Stored data -

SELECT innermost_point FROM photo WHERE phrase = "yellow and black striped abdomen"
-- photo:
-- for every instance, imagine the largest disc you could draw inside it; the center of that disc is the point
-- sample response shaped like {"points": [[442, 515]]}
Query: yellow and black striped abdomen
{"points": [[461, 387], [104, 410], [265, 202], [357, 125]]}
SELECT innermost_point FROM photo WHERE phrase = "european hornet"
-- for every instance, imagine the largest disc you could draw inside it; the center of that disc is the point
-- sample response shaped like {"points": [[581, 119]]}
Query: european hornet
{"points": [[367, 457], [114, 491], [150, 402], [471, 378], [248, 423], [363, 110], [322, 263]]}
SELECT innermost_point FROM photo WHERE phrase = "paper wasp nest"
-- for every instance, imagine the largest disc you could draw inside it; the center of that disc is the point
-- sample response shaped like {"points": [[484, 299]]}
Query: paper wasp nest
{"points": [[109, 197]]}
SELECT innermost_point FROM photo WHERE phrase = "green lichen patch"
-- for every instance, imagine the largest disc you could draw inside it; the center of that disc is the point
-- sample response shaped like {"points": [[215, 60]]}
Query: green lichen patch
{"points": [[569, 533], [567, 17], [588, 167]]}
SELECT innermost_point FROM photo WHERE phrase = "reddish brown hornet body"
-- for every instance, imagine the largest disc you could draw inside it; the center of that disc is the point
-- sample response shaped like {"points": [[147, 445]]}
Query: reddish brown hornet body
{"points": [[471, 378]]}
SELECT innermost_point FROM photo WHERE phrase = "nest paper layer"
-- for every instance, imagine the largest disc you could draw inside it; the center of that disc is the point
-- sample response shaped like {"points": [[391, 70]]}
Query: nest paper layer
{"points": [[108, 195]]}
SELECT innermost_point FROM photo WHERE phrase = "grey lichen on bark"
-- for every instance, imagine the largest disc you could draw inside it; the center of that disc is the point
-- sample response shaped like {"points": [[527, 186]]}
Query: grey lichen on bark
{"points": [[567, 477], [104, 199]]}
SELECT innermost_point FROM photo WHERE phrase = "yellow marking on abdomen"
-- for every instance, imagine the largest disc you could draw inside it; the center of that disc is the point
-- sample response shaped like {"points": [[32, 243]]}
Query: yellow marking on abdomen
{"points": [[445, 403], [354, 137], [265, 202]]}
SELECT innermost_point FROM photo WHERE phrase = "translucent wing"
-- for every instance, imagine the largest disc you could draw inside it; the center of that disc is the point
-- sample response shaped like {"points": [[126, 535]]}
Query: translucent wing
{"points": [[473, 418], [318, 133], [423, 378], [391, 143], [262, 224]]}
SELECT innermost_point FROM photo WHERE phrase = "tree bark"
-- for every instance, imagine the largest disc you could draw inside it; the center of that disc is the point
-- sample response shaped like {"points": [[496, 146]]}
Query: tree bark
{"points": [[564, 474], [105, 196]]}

---

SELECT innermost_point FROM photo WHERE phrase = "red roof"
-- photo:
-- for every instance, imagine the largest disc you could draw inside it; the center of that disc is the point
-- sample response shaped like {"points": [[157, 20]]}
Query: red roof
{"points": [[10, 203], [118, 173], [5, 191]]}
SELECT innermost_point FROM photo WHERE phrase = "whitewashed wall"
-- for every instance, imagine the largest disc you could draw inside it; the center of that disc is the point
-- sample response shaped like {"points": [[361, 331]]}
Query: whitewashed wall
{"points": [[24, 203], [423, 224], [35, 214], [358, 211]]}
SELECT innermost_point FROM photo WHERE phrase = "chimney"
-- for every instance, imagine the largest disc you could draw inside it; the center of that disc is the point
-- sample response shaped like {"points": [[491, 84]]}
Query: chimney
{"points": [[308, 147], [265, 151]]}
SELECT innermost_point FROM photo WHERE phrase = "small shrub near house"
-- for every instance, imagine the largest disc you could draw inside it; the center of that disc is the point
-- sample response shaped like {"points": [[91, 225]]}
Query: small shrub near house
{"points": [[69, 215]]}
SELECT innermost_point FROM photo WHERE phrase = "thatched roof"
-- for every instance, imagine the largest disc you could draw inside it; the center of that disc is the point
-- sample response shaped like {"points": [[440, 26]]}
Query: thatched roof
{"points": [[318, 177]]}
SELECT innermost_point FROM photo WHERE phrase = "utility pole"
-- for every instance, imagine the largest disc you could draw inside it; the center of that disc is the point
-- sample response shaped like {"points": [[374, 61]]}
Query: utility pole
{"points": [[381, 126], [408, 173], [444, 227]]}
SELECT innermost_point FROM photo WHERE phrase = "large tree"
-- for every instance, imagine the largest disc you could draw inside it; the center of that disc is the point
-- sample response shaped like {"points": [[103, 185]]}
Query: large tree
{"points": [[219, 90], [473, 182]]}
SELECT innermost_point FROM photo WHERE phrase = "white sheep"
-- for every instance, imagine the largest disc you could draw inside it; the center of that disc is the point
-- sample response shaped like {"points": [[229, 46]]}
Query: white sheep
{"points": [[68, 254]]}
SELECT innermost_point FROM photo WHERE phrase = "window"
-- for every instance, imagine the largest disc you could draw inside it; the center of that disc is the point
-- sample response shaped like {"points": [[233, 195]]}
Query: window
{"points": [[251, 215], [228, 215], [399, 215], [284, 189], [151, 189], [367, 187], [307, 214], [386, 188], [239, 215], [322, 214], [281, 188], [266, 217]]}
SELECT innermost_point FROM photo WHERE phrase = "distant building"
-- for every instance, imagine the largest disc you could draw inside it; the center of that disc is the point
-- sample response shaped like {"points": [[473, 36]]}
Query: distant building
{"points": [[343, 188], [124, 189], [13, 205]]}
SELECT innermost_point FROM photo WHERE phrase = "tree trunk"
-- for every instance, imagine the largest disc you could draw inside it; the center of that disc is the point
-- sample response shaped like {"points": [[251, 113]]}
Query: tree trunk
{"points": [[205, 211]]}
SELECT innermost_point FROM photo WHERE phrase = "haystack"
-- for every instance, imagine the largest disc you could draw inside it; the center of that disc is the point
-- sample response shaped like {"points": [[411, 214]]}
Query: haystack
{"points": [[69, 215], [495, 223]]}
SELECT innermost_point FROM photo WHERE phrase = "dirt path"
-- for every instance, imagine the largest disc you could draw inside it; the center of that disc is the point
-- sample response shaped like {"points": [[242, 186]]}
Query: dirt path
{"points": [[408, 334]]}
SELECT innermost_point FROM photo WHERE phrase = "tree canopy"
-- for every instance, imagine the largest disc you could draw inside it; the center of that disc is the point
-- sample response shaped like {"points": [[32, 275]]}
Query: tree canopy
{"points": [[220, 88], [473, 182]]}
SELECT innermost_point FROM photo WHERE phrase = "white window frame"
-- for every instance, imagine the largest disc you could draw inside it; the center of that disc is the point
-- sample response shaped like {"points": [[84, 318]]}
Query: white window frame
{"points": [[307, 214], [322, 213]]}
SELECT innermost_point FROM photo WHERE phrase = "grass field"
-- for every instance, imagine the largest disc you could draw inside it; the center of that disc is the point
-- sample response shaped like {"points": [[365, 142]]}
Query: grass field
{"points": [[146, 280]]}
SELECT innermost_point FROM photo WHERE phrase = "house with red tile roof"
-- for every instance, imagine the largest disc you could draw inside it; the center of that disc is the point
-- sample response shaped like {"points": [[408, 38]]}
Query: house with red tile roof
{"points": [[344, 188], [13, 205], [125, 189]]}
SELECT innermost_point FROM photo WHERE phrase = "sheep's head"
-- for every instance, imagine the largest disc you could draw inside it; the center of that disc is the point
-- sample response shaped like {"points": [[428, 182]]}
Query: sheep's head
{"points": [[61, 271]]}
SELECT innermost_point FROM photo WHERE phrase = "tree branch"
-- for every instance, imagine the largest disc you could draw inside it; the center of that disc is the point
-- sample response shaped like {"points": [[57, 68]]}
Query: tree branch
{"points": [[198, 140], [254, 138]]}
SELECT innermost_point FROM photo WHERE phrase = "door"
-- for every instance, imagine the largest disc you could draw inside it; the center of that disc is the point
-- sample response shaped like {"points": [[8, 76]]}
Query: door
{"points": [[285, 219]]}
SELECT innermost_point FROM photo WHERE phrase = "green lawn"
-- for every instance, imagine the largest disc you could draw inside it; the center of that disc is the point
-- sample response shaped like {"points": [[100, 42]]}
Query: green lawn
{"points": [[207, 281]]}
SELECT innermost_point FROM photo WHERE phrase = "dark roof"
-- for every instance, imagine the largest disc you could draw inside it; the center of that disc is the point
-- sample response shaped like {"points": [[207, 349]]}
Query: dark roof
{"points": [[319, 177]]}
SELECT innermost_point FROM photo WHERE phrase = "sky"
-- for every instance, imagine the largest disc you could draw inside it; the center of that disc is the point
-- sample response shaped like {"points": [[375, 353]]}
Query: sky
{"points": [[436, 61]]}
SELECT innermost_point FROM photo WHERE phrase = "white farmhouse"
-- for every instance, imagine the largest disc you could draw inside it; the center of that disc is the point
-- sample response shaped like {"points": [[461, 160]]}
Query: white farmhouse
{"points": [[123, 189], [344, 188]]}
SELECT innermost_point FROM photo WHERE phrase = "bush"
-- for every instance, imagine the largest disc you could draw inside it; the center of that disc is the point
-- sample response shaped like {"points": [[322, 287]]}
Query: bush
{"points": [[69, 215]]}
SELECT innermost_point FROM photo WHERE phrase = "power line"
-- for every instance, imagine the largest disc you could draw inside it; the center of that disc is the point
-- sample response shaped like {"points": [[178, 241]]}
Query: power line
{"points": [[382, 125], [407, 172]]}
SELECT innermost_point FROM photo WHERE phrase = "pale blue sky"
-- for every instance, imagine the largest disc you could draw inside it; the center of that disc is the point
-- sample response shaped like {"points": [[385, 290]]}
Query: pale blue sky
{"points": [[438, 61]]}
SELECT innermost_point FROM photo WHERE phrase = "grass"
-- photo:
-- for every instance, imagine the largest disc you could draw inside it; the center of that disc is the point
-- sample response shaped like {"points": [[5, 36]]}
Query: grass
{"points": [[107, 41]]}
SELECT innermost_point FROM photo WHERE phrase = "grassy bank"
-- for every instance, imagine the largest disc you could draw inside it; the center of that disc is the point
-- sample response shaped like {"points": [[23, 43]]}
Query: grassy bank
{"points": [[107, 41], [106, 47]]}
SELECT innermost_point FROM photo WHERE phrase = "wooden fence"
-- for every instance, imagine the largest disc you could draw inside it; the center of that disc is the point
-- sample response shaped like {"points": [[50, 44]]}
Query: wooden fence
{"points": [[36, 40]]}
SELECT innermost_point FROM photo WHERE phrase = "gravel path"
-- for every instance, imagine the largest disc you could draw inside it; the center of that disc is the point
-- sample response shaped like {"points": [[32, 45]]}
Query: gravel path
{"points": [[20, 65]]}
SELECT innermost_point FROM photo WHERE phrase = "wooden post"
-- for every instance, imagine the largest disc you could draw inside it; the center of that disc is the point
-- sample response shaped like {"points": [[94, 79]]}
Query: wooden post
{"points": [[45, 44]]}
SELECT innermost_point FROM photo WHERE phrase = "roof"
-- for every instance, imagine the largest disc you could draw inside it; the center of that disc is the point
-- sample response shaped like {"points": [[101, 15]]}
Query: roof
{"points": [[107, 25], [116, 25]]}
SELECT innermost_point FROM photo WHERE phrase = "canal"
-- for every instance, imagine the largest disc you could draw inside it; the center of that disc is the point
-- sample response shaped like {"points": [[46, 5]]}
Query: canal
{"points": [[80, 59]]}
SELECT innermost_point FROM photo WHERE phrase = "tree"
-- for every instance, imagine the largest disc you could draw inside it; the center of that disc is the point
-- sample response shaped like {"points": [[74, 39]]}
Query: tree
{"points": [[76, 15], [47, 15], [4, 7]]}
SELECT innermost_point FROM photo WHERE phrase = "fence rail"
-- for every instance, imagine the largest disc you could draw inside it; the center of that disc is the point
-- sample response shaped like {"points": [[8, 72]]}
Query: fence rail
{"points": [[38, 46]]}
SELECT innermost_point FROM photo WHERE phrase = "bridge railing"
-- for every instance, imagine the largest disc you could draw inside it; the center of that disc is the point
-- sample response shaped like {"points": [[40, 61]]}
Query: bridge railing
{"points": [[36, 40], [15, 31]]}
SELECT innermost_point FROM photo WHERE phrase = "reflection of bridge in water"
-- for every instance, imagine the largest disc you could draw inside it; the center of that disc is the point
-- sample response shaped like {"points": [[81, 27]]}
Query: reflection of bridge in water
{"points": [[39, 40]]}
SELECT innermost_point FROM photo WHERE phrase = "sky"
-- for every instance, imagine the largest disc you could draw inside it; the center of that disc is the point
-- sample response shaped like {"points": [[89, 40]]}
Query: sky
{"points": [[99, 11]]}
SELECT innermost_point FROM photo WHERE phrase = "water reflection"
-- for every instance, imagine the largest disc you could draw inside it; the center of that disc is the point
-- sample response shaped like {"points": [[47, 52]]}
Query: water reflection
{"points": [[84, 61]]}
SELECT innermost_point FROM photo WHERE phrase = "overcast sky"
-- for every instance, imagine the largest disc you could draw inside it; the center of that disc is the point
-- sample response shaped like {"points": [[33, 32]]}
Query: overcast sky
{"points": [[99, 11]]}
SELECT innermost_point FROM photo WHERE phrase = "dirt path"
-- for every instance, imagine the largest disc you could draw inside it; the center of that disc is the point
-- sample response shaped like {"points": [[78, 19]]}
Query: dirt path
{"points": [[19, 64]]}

OBJECTIVE - Count the lines in the data above that contain the string "hornet", treating case as significant. Give only the number.

EXERCISE SOLUTION - 4